- **What you have to do**
The answer must be every record below, reproduced exactly.

--- --- ---

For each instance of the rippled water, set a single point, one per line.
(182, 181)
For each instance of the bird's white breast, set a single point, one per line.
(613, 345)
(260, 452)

--- --- ---

- **Result for this exercise**
For each instance of the rippled water, set a single point, one per line.
(182, 181)
For each instance of the bird's white breast, set a single point, one per line.
(613, 345)
(260, 452)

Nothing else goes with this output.